[Records from a data source]

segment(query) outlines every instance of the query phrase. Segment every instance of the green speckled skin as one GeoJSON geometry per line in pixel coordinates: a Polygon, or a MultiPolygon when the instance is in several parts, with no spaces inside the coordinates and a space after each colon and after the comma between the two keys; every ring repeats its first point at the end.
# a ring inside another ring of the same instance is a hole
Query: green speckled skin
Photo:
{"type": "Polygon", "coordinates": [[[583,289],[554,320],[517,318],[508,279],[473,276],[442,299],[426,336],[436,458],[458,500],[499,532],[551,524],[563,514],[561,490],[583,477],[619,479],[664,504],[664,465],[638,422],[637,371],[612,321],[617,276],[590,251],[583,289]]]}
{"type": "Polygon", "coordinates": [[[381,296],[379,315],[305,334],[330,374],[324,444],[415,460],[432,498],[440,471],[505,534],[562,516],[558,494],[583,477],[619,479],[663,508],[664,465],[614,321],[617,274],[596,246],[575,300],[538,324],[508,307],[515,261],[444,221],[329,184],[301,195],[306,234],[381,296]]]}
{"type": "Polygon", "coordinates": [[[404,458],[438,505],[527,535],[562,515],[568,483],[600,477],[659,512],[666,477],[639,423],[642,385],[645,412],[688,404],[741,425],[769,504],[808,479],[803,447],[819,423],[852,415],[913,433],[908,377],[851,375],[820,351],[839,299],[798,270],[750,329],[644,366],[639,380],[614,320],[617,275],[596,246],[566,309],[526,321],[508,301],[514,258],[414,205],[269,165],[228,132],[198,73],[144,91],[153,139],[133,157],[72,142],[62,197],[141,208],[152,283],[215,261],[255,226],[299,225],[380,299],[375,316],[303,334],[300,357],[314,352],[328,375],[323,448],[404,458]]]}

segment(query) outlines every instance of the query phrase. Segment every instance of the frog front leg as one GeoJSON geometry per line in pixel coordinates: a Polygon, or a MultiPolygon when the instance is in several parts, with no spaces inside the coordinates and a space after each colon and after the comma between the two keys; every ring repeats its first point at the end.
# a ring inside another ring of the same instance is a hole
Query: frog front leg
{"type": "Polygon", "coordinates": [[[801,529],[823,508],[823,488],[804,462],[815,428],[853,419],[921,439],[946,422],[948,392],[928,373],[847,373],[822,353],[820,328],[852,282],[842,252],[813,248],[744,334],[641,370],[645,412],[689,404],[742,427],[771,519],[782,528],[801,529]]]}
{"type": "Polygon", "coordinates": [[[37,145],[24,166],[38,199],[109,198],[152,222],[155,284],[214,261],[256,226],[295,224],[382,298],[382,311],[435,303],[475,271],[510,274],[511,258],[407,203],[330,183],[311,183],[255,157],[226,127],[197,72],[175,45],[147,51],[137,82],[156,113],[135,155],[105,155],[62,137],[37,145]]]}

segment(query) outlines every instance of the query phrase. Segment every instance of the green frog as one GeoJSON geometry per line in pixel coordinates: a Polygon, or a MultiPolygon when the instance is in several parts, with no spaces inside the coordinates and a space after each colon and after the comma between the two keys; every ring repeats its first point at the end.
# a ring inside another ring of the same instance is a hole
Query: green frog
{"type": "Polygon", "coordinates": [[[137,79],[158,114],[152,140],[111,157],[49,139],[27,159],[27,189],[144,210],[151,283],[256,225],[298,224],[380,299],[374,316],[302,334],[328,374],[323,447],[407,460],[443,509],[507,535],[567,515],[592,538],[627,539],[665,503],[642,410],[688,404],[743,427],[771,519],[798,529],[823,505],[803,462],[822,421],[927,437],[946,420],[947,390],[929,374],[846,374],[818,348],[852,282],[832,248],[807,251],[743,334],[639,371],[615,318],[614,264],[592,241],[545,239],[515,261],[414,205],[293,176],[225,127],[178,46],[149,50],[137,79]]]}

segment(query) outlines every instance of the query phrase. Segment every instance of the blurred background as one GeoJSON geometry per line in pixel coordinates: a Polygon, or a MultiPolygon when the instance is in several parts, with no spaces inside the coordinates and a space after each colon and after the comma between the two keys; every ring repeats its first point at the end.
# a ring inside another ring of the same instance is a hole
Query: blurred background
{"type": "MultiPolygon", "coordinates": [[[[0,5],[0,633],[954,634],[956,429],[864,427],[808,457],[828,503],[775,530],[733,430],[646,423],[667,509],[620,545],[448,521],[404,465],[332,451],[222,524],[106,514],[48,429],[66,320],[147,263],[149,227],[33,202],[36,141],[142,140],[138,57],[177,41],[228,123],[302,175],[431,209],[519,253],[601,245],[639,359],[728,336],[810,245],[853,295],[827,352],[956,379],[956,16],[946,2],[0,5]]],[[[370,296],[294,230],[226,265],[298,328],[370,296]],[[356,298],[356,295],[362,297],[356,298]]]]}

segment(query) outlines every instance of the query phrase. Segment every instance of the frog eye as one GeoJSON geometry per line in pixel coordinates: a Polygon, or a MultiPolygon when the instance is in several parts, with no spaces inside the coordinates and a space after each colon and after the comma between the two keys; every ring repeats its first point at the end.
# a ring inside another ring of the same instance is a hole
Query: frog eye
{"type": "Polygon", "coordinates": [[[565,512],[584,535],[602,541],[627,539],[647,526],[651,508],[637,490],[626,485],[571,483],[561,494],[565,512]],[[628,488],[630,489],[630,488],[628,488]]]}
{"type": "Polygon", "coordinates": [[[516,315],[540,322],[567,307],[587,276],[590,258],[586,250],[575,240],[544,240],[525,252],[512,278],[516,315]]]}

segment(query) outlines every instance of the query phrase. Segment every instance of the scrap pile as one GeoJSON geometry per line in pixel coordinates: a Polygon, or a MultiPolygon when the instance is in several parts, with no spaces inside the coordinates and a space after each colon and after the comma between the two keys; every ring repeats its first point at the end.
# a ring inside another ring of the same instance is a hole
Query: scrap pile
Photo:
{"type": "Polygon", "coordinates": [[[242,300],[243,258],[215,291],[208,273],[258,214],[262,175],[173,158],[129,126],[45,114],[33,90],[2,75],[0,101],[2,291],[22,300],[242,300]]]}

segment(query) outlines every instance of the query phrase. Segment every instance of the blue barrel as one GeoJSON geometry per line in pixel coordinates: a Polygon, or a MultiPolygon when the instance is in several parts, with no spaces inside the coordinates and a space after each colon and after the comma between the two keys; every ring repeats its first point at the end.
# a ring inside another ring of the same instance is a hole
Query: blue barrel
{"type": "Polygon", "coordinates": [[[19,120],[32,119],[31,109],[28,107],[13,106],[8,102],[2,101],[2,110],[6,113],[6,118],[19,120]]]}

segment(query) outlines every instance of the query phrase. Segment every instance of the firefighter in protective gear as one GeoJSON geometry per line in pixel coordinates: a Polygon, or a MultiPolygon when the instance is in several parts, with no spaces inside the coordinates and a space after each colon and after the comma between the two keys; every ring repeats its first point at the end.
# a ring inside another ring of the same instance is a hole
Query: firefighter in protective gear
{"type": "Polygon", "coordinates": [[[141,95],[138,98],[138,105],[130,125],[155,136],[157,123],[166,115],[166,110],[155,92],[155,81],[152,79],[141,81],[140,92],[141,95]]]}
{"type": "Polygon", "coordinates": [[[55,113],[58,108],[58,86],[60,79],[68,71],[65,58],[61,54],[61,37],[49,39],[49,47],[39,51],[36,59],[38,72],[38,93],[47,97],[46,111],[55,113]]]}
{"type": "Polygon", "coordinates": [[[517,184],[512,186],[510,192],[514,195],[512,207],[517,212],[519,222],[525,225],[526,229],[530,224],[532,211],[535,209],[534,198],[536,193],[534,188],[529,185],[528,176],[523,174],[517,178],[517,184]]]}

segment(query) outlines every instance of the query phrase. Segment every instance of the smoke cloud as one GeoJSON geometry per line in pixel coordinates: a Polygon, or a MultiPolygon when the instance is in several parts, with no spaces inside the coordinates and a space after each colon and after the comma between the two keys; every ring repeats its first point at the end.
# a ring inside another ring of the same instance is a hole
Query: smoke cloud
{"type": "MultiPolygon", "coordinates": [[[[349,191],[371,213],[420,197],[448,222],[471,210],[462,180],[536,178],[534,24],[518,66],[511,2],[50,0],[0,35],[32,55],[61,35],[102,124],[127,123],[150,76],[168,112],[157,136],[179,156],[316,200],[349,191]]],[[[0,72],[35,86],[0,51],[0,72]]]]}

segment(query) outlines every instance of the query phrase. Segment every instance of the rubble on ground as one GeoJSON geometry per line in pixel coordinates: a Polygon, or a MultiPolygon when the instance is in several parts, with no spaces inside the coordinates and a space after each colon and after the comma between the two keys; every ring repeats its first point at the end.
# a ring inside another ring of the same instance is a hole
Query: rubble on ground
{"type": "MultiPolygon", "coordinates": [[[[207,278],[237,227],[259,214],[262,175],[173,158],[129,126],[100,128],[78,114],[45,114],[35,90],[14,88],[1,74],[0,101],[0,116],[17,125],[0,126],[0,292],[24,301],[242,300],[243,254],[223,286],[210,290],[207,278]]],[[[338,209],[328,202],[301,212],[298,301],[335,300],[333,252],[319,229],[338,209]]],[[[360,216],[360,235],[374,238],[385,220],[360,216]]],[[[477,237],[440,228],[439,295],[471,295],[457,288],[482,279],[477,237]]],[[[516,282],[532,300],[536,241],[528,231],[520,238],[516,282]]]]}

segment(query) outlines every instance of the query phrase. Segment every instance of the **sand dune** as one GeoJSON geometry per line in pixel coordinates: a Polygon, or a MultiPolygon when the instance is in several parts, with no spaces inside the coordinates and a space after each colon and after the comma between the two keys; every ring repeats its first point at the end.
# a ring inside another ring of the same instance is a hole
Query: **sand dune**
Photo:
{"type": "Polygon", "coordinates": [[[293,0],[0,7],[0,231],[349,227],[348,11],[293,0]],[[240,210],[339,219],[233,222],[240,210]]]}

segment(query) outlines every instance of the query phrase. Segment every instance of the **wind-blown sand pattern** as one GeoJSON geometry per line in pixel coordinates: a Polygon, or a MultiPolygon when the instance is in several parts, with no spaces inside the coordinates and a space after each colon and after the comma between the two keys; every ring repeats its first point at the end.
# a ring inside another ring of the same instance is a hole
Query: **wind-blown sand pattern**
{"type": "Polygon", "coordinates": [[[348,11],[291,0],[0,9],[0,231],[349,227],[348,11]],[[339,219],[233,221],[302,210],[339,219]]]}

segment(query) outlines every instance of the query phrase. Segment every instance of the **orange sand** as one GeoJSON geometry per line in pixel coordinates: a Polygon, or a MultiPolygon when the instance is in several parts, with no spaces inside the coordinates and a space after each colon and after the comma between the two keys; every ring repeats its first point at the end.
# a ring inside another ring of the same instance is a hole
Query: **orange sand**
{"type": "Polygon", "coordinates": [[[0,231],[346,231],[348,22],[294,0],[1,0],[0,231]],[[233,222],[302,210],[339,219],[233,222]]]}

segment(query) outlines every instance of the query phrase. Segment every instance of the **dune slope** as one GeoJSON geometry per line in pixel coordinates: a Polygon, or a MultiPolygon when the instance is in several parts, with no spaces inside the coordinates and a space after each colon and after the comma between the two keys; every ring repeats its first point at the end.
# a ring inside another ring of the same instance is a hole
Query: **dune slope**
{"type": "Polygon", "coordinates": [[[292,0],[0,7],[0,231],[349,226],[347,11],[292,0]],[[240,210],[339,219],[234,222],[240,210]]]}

→ **SHORT PROBLEM**
Return exactly, and only, the line containing "of the **orange" and every line after it through the end of the material.

→ **TASK RESULT**
segment(query) outlines every instance of the query phrase. Segment every instance of the **orange sand** as one GeoJSON geometry per line in pixel coordinates: a Polygon, or a MultiPolygon when the instance is in several parts, with no spaces inside the coordinates and a space after each colon and after the comma between the two keys; every ring repeats its first point at the end.
# a ring inside another ring of the same instance is a hole
Query: **orange sand**
{"type": "Polygon", "coordinates": [[[0,231],[346,231],[348,22],[294,0],[1,0],[0,231]],[[233,222],[302,210],[339,219],[233,222]]]}

segment(query) outlines every instance of the query phrase. Segment every instance of the **dune slope** as one GeoJSON geometry per line in pixel coordinates: a Polygon, or a MultiPolygon when the instance is in several parts, with no spaces inside the coordinates and a space after each colon and after the comma between the two keys; every ring repeats its first point at the end.
# a ring inside another ring of the same instance is a hole
Query: **dune slope**
{"type": "Polygon", "coordinates": [[[292,0],[0,7],[0,231],[349,226],[347,11],[292,0]],[[240,210],[339,219],[234,222],[240,210]]]}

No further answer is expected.